SOURCE MATERIAL:
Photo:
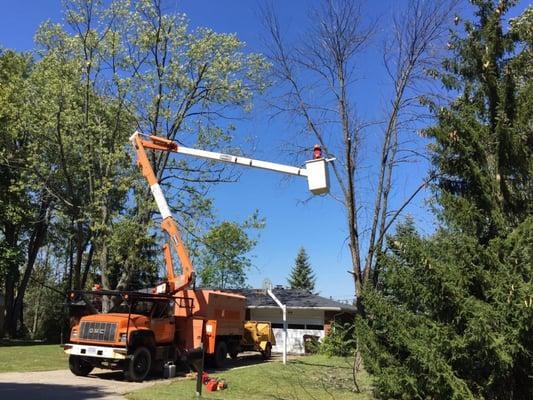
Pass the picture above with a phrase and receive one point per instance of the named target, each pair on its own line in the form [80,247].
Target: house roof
[292,298]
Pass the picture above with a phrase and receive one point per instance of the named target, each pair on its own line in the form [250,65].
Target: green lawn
[40,357]
[312,377]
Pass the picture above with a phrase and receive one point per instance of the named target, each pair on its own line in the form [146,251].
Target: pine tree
[302,276]
[453,318]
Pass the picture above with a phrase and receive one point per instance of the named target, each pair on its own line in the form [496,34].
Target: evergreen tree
[453,318]
[302,276]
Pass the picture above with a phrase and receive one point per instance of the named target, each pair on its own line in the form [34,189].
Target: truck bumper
[85,350]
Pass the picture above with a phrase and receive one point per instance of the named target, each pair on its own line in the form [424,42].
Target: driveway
[100,384]
[63,385]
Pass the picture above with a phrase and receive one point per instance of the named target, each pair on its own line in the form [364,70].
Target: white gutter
[284,311]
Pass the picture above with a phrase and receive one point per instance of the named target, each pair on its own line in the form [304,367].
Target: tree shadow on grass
[45,391]
[301,361]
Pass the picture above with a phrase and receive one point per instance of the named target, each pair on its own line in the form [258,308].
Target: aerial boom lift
[315,171]
[172,323]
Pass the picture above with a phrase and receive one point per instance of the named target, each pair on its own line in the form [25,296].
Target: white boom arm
[315,171]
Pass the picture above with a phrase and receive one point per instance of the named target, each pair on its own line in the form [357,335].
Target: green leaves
[224,258]
[302,276]
[451,316]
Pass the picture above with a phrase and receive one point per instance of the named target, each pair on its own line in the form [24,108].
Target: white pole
[284,334]
[284,312]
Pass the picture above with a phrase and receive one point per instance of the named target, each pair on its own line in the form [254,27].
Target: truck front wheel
[78,366]
[138,367]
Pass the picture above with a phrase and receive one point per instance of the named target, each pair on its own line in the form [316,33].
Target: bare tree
[317,78]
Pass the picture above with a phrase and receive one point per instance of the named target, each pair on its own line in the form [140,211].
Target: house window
[296,326]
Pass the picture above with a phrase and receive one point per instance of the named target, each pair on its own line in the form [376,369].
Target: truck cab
[137,335]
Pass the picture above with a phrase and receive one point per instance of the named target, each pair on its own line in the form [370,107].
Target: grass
[39,357]
[311,377]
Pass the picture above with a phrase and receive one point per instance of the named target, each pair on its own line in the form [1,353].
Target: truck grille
[98,331]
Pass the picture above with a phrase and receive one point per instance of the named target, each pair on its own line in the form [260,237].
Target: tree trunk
[36,241]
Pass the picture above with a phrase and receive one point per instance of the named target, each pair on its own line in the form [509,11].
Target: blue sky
[317,225]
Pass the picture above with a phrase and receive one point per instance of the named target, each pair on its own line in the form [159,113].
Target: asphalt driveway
[63,385]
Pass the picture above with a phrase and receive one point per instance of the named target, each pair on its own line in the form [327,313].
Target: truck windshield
[138,307]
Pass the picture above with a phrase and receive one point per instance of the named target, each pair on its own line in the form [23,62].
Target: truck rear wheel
[221,354]
[138,367]
[78,366]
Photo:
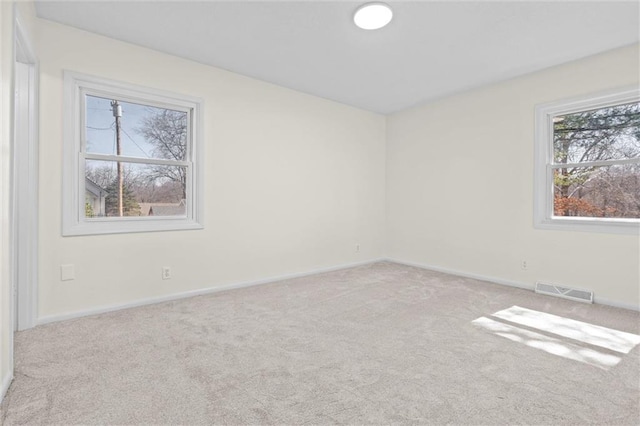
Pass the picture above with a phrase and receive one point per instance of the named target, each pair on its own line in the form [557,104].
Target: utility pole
[117,113]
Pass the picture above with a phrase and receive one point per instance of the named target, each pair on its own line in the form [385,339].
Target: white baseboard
[191,293]
[500,281]
[6,382]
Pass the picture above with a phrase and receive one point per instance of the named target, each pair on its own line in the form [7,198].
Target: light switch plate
[67,273]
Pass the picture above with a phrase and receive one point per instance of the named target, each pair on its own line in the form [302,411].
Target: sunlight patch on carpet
[561,336]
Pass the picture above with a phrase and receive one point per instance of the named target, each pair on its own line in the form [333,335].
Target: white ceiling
[430,49]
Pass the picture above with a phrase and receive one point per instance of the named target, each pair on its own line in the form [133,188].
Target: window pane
[611,191]
[602,134]
[145,131]
[147,190]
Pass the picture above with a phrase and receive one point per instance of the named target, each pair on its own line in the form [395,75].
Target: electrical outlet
[166,273]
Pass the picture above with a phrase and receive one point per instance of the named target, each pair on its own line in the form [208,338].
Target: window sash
[75,223]
[594,163]
[543,201]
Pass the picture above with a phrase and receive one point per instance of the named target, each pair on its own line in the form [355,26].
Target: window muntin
[154,160]
[588,163]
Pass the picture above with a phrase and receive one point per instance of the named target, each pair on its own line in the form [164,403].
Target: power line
[100,128]
[134,142]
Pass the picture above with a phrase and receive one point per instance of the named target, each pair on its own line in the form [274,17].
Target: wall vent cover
[565,292]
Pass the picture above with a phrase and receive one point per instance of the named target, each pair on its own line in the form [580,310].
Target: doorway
[24,183]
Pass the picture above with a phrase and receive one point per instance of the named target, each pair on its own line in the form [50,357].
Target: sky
[100,128]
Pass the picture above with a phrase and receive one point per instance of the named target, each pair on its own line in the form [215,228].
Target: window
[131,159]
[588,163]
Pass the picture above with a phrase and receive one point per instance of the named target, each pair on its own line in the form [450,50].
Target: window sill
[606,226]
[129,226]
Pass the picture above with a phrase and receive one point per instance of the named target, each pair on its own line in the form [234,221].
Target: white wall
[460,186]
[6,57]
[292,182]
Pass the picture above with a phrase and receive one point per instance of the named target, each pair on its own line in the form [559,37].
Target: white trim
[73,221]
[26,186]
[6,383]
[199,292]
[508,283]
[543,155]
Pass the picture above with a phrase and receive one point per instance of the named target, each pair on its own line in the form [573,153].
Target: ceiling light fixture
[372,16]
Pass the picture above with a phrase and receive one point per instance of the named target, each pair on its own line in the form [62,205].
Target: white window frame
[543,172]
[74,222]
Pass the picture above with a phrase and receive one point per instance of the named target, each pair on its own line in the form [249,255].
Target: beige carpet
[377,344]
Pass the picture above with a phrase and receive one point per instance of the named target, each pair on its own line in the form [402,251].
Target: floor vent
[565,292]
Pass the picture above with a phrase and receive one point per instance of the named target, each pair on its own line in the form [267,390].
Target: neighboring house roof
[94,188]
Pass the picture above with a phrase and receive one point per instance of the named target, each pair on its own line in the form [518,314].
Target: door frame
[24,184]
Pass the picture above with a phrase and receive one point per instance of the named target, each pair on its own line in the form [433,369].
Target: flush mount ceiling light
[371,16]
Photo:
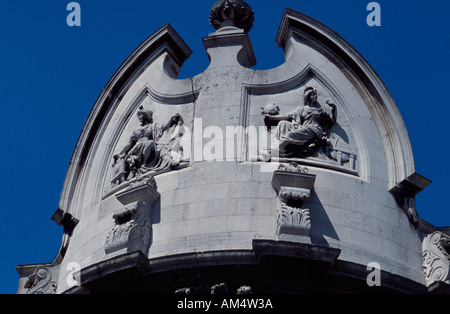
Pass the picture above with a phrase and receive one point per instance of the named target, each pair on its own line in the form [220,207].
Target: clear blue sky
[52,74]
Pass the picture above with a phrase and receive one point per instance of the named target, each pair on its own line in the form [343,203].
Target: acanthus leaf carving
[40,282]
[436,258]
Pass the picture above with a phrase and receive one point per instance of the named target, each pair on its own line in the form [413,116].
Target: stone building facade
[288,180]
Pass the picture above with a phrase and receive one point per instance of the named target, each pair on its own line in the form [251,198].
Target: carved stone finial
[235,13]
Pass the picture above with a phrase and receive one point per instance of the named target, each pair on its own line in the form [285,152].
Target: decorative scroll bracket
[293,185]
[133,228]
[436,258]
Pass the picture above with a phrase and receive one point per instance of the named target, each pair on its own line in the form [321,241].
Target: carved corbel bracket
[133,228]
[436,258]
[293,185]
[42,281]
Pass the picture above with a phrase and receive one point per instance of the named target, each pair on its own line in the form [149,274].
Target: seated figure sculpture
[303,131]
[143,152]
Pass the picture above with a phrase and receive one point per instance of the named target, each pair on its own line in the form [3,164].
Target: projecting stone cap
[292,179]
[229,46]
[410,186]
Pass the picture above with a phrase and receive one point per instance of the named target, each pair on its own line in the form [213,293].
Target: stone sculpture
[144,152]
[304,130]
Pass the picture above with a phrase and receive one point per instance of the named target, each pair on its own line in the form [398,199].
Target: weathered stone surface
[348,201]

YOUR ASSIGNMENT:
Retype, exactly as shown, the lines from the one with "the form [321,241]." through the end of the records.

COMPLETED EXERCISE:
Pass the picture above with a phrase and receive one point per instance of the named target, each pair on its own line in the form [321,241].
Target: carved corbel bracket
[133,228]
[436,258]
[293,185]
[42,281]
Pass the picture above with a phrase and receive one point per instance of the named target, each pair on its own line in the form [149,274].
Target: seated figure sculpture
[303,131]
[143,152]
Pass the picture above with a phrase and receive one point per instance of the named target, each pair on its own line in the form [3,164].
Target: projecting stone cap
[292,179]
[229,46]
[410,186]
Pass the picture above with a phrase and receive one point per instance of the named target, each pair on its own line in the form [213,293].
Target: stone sculpture
[144,152]
[304,130]
Pass the picture above with a phrase and receive one point per instance of the named target, each pair on its own line in the form [398,199].
Target: weathered stone surface
[348,201]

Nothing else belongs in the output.